I think you meant to say that you switched to Angular 2 with Angular Material 2 which still considers itself in alpha status which I would not currently use in production.

I agree that the documentation can be improved in that respect, however once you have learned the convention it applies for all components. In angular 1 documentation you had the same issues of `ngRepeat` and similar directives being expressed as `ng-repeat` in the HTML attributes. The only explanation is in the directive documentation [0] which can be pretty exhausting to take in.

[0]: https://docs.angularjs.org/guide/directive#normalization

No, we used Polymer in an Angular 2 app. <- Sorry, I misunderstood what you were saying. Yeah, the full name is Material Design for Angular 2.

Even though Material 2 is in alpha, the components we need just work better than in Polymer; They have fewer quirks, fewer bugs, and fit better into the Angular 2 ecosystem.

Ah, I understand now. I've done some work integrating Angular 2 and Polymer and there are pitfalls.

I've come across this repo in the past for integrating the two but I personally haven't used it yet.

https://github.com/vaadin/angular2-polymer

The integration into Angular 2 was actually fairly seamless once I added vulcanize into the build process.
Polymer 2.x will be distributed with npm + yarn. They had technical reasons to stick with bower for time being. They worked with yarn and it is the solution to the problem :-) There was a talk on the subject on polymer summit.
you serious issue IS merged https://github.com/webcomponents/webcomponentsjs/pull/644 ;-)

Also its NOT polymer issue - it is polyfill issue. It affects things like x-tag,bosonic and others. ANyways it looks like latest release is the fixed version.

I understand that webcomponentsjs is a polyfill, but it is a required dependency for Polymer, and until it uses the version with the fix, the issue will be a problem. Anyway, that was just one example of many.

-- Saved data entries --
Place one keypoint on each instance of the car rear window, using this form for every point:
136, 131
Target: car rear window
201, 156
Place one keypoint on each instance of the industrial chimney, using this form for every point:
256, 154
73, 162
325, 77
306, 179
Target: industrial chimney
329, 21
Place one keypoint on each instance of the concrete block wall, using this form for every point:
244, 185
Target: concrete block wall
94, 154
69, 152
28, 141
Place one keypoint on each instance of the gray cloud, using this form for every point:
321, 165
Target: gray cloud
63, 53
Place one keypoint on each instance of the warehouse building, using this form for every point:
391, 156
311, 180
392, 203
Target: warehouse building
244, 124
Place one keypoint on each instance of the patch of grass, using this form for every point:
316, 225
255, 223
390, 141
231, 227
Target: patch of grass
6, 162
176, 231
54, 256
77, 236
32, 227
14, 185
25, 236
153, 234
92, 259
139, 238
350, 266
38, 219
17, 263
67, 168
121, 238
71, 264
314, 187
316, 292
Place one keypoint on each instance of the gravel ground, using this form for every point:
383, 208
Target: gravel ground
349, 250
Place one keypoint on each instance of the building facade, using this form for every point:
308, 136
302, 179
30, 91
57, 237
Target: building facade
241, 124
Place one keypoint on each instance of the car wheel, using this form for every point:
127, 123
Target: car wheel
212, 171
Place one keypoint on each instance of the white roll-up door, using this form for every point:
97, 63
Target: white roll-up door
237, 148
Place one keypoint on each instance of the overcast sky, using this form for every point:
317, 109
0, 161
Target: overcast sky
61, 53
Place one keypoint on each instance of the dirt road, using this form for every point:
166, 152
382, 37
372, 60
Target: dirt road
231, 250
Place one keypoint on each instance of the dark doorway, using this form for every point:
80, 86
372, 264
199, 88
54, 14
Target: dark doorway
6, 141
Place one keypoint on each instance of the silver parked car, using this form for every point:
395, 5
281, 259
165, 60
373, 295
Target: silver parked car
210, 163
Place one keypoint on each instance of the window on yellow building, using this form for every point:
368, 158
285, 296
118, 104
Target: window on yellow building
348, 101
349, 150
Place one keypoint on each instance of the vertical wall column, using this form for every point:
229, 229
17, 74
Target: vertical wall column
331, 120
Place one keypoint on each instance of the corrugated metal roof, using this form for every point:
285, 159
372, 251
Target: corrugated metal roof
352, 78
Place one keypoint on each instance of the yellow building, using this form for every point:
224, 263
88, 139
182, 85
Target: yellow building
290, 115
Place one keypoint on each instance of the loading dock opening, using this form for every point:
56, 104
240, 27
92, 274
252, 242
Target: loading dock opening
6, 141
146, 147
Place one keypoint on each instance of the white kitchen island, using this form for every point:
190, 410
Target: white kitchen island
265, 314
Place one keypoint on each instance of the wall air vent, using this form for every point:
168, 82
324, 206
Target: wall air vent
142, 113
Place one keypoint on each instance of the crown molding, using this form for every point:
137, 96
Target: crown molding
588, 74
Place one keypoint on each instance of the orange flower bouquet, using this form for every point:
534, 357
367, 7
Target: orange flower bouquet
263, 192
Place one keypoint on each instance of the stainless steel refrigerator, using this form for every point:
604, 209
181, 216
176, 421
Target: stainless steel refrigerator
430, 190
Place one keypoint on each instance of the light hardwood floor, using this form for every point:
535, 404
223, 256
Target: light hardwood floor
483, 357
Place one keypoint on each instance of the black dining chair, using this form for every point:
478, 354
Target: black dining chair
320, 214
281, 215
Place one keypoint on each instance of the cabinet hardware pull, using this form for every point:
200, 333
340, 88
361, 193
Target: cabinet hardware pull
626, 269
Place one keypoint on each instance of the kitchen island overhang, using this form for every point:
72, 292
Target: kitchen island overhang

-- PARTS OF THE EXERCISE --
1) In the discussion of Angular 2 and Polymer, rewrite the passage between "No, we used" and "Angular 2 ecosystem.", inclusive, changing "quirks" to "oddities".
2) According to the discussion of Angular 2 and Polymer, which package managers will be used to distribute Polymer 2.x?
3) List every URL that appears in the discussion of Angular 2 and Polymer.

-- REPLIES --
1)
No, we used Polymer in an Angular 2 app. <- Sorry, I misunderstood what you were saying. Yeah, the full name is Material Design for Angular 2.

Even though Material 2 is in alpha, the components we need just work better than in Polymer; They have fewer oddities, fewer bugs, and fit better into the Angular 2 ecosystem.

2) npm and yarn.

3)
- https://docs.angularjs.org/guide/directive#normalization
- https://github.com/vaadin/angular2-polymer
- https://github.com/webcomponents/webcomponentsjs/pull/644